Exercise goal:
Find the line in the entries below that contains "Target: ceiling fan light kit". Repeat it exactly, and every line after it through the line that contains "Target: white closet door".

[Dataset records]
Content starts

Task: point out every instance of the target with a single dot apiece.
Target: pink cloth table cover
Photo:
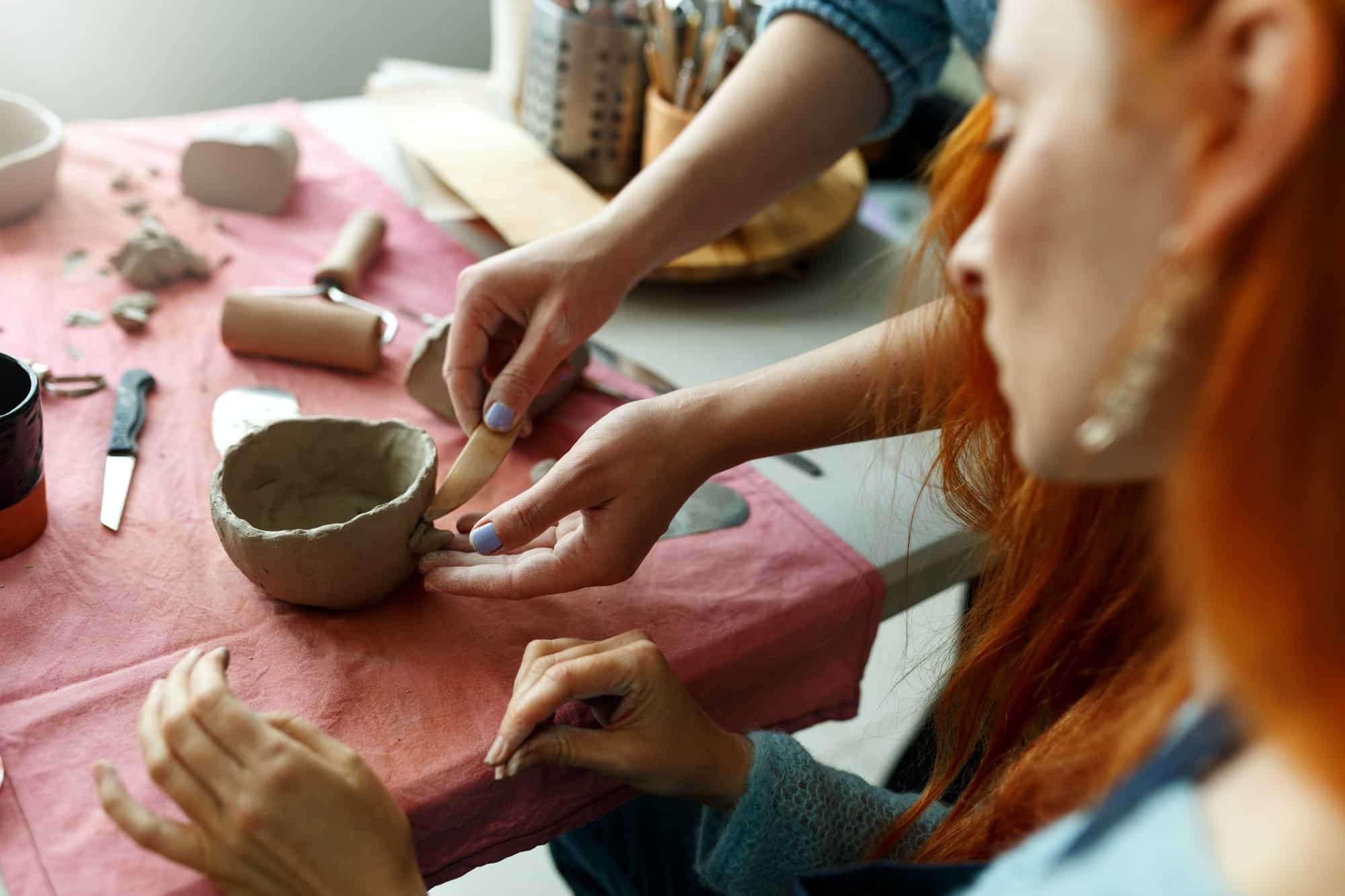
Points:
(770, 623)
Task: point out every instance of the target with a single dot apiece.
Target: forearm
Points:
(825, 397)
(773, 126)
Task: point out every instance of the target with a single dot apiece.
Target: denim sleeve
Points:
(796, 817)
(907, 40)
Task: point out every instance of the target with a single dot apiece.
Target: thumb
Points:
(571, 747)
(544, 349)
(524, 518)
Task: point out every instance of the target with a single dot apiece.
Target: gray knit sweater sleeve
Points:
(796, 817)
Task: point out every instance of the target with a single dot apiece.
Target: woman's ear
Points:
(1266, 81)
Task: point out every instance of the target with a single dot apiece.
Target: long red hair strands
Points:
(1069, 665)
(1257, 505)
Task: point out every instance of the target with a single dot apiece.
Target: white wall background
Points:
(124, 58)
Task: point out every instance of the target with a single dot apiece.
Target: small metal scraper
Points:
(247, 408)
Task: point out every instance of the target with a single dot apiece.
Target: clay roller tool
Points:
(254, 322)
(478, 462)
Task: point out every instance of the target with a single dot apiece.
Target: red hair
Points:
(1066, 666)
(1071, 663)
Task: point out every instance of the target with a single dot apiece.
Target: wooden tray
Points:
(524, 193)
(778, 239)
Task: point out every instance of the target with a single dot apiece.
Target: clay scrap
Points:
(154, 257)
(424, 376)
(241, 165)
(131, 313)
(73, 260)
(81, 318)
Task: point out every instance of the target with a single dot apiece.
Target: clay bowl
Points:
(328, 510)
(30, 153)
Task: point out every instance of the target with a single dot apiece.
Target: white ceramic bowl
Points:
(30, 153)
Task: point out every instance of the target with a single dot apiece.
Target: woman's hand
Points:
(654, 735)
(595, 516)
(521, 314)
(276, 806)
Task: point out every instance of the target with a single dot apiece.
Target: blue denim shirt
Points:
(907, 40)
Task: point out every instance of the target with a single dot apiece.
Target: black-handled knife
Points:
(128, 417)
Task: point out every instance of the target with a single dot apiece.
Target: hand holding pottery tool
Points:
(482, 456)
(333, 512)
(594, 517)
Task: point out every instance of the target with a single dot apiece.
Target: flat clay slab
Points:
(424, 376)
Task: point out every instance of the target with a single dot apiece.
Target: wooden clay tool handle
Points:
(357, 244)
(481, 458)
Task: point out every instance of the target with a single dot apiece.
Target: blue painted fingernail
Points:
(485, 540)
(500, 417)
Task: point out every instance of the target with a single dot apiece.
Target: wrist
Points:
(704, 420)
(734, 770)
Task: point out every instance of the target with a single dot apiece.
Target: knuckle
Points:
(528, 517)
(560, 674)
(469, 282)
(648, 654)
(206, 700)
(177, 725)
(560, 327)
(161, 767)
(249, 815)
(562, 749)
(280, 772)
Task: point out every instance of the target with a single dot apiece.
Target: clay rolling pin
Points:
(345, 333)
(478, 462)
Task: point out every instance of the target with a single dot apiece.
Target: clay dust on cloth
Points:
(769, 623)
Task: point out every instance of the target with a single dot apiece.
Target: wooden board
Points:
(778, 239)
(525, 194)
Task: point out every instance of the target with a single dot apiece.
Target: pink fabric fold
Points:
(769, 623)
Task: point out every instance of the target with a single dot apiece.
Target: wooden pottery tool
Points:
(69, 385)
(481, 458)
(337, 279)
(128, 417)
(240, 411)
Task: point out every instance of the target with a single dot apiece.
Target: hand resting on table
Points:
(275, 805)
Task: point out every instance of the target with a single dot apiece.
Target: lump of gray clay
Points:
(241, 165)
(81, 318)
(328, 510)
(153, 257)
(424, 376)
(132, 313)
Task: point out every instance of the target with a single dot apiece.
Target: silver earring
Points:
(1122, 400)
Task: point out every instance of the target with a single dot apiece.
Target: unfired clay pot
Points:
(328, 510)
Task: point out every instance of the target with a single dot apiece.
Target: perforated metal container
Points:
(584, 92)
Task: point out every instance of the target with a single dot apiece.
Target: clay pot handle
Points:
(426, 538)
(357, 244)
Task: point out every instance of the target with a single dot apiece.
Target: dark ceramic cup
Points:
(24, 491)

Content ends
Content starts

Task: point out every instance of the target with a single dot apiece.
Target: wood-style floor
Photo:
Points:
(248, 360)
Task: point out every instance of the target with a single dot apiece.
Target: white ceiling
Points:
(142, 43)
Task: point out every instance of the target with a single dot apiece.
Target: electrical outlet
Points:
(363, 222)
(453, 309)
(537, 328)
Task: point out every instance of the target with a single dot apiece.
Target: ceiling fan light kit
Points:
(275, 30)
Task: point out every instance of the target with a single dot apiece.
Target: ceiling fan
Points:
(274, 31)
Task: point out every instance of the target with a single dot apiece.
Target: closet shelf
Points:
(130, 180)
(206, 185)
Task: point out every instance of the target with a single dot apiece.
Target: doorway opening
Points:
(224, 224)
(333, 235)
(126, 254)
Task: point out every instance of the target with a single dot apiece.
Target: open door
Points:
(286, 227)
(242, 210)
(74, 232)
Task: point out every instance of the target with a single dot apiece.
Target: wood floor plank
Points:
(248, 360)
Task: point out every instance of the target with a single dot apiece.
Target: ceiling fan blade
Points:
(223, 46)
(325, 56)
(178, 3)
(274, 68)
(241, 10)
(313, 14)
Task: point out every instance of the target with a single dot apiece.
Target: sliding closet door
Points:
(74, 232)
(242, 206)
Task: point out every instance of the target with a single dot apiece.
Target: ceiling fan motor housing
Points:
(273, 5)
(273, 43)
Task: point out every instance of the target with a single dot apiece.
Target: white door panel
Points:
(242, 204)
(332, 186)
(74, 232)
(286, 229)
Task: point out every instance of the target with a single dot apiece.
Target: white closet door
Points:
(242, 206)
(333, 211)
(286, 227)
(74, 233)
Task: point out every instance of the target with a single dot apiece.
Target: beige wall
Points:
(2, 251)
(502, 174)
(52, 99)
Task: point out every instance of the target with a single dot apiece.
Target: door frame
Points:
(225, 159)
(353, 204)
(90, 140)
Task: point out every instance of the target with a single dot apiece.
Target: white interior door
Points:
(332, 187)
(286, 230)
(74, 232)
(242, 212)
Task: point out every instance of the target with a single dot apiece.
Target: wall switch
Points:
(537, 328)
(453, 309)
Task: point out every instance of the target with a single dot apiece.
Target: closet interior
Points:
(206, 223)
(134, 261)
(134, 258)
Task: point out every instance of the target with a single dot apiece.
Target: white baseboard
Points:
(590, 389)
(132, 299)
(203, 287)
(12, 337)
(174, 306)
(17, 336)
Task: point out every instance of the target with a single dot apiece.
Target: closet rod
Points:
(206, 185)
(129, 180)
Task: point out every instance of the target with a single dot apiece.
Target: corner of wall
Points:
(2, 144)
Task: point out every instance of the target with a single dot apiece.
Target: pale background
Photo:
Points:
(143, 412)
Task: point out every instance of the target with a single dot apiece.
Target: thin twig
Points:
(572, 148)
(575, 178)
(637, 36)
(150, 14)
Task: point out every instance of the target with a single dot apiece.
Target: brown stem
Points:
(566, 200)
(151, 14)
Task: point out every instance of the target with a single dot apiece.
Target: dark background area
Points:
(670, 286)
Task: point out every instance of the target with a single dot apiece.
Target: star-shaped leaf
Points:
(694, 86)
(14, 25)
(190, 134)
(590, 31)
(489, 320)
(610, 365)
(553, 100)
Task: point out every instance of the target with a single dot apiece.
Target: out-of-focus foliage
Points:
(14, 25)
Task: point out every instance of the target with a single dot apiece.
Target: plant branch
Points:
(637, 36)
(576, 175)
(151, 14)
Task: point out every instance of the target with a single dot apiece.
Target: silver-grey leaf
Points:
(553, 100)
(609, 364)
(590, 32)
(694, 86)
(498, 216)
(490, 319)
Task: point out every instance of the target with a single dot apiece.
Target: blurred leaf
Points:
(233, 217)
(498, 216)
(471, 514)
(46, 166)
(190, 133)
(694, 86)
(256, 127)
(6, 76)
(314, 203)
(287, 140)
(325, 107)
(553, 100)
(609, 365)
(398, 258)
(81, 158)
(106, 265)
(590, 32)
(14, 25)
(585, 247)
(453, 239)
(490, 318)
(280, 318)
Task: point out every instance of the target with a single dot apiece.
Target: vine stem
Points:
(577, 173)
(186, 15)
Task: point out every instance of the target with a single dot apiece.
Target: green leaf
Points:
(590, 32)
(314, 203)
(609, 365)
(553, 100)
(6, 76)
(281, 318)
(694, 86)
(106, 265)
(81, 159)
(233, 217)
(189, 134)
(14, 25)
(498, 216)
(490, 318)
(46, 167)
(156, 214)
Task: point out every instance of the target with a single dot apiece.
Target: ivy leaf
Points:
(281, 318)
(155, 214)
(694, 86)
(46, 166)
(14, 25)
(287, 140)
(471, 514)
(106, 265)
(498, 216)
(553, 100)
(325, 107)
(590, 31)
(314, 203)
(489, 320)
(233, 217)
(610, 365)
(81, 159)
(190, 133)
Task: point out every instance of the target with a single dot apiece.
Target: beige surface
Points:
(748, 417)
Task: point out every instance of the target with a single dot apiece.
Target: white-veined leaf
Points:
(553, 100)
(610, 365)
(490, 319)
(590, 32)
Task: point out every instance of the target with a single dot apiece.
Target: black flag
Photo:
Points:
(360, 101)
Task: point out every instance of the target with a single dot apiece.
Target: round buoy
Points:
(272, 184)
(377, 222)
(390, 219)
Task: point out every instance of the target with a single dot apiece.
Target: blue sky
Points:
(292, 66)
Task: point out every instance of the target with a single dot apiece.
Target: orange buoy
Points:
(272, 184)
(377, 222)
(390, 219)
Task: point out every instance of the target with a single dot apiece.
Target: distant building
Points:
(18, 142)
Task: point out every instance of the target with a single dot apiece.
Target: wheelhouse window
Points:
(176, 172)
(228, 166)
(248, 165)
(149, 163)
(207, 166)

Content ends
Content starts

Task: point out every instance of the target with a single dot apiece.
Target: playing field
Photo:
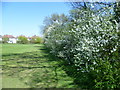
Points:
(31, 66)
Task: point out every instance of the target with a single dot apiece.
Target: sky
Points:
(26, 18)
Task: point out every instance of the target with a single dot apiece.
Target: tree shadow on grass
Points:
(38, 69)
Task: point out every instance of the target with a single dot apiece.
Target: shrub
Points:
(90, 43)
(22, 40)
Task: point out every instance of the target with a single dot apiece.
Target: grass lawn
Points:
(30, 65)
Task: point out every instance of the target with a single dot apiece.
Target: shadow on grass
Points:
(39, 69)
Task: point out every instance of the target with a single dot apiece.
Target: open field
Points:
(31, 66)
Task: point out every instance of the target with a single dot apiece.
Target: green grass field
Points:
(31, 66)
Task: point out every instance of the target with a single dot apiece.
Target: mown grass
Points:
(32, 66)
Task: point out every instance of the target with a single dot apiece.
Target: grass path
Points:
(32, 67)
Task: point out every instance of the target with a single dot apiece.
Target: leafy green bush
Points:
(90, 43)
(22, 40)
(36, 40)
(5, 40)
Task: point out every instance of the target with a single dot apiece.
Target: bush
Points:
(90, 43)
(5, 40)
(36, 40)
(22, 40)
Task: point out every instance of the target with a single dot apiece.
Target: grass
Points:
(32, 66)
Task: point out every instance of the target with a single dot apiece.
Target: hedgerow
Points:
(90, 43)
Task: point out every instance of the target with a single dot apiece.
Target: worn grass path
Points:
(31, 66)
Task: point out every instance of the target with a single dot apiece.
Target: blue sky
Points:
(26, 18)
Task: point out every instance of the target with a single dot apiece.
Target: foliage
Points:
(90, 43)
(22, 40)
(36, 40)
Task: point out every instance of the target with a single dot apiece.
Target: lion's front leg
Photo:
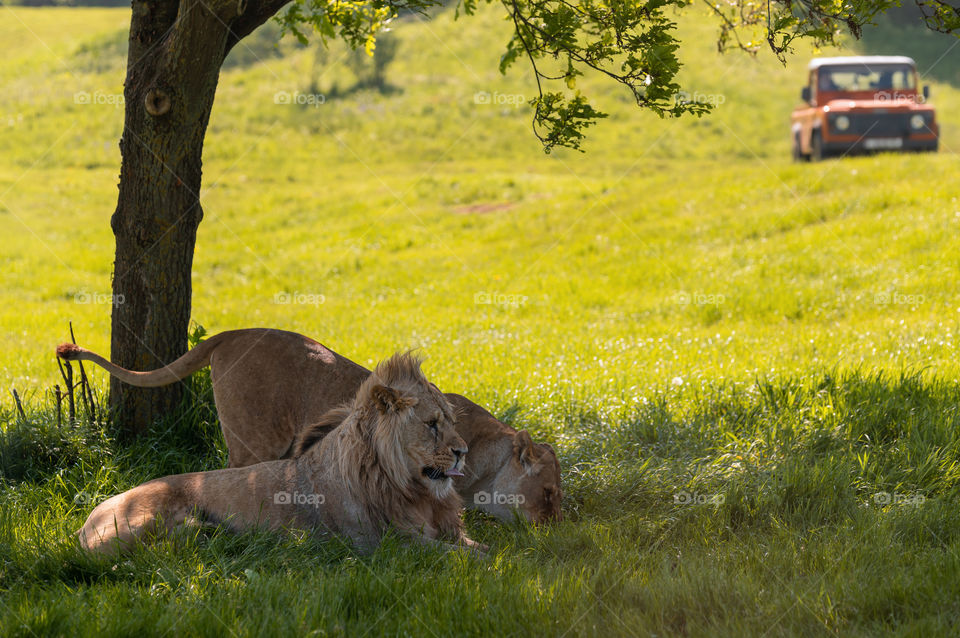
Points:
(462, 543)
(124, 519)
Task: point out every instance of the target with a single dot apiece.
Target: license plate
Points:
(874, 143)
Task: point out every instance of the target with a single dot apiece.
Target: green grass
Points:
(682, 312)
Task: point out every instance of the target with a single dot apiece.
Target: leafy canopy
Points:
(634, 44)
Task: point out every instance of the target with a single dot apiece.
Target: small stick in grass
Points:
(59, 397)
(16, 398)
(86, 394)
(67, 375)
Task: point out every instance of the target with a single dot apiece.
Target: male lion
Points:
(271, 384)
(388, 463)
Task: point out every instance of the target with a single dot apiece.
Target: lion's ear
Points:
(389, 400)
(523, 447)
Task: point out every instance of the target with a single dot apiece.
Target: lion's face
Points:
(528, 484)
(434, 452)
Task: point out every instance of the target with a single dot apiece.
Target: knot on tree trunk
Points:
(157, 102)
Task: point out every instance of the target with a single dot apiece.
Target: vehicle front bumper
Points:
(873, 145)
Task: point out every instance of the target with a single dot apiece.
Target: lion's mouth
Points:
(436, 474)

Content ends

Response below:
Target: ceiling fan light kit
Points:
(275, 30)
Task: point out every instance of the target with a single dot apiece.
Target: ceiling fan
Points:
(274, 31)
Task: point out every instance of the target with a single dot apiece.
Target: closet shelf
Points:
(130, 180)
(206, 185)
Task: point out every instance of the target with a single dot apiece.
Target: doorway opening
Points:
(224, 224)
(333, 235)
(126, 254)
Task: point out every instance of the target with a single dot apiece.
Target: open door
Points:
(286, 227)
(242, 210)
(74, 232)
Task: point out every instance of the target with a single dot apiece.
Target: wood floor plank
Points:
(248, 360)
Task: point out every instance of the target with a single dot apiece.
Target: ceiling fan blade
Points:
(223, 46)
(325, 56)
(178, 3)
(274, 68)
(241, 10)
(313, 14)
Task: point out every instance of the target with a single dot apiece.
Target: sliding closet door
Points:
(74, 232)
(242, 206)
Task: point out every instance of the target with a single dot apiece.
Target: ceiling fan motor housing
Points:
(273, 5)
(273, 43)
Task: point out every instance of the target with a single dot apiece.
Target: white door panel
Points:
(242, 204)
(332, 186)
(74, 232)
(286, 229)
Task: point out every instance of the target with a single dot apiece.
Target: white closet door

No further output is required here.